The problem: Search term "blue": copy each line of the records that contains it.

[Natural-language object grounding data]
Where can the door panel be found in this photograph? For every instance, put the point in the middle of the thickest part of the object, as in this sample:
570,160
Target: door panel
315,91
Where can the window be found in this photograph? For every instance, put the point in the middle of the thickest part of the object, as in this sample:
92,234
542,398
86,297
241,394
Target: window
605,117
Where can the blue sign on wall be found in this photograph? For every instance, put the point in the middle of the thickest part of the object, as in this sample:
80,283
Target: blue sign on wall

...

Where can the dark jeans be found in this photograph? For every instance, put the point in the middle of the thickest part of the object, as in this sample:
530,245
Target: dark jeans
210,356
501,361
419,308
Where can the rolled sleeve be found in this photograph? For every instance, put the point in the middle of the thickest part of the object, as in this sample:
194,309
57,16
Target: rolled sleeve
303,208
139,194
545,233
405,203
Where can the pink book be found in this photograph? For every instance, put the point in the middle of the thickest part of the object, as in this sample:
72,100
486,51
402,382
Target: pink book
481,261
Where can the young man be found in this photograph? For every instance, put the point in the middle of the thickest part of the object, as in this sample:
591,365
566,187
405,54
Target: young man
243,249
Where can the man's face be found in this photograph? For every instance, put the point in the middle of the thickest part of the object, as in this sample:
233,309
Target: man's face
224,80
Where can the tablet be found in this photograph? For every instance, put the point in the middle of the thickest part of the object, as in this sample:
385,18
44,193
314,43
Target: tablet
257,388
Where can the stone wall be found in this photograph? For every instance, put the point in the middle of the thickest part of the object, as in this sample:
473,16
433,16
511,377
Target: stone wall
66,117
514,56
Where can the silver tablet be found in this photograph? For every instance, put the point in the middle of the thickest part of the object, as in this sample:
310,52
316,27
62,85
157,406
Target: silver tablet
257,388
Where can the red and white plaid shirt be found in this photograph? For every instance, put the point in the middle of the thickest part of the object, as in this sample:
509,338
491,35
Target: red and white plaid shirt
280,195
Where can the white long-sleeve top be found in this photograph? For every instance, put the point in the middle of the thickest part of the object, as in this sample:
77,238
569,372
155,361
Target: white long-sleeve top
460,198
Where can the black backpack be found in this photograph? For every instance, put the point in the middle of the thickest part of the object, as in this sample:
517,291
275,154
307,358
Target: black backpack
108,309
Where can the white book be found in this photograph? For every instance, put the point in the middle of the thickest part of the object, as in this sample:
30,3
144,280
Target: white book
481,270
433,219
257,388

Solved problem:
Where can the blue sign on wall be found in this photograph? For every instance, put the point in the middle of the thickest part of the object, as in this sample:
Target: blue sign on wall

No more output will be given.